Items from a data source
......

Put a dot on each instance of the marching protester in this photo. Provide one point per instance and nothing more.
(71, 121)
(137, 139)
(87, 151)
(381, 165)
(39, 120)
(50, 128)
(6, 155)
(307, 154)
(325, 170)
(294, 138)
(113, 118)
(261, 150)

......

EXERCISE REQUIREMENTS: Your task is to copy all of the entries exactly.

EXERCISE ANSWER:
Put a dot on each instance of the marching protester in this photo. Provide one point per instance and nothing more.
(71, 121)
(137, 139)
(87, 151)
(381, 165)
(39, 120)
(50, 128)
(6, 155)
(307, 154)
(325, 170)
(294, 138)
(113, 118)
(261, 150)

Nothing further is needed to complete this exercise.